- _WHAT THE EXERCISE ASKS_
Leave out the pictures and transcribe the rest of the records exactly.

- _RECORDS FOR PROCESSING_
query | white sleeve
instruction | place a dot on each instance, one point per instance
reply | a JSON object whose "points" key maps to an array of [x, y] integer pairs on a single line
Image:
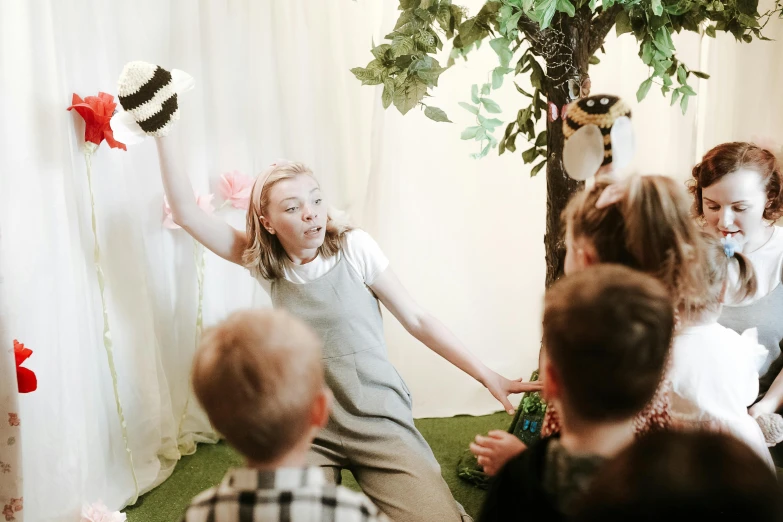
{"points": [[364, 254]]}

- _SOLUTION TO THIS TASK_
query | white sleeve
instruction | place a dot on each instance, one point per instance
reply | a JSON object whose "points" key maps to an array of [x, y] integer pairs on a single line
Image:
{"points": [[364, 254]]}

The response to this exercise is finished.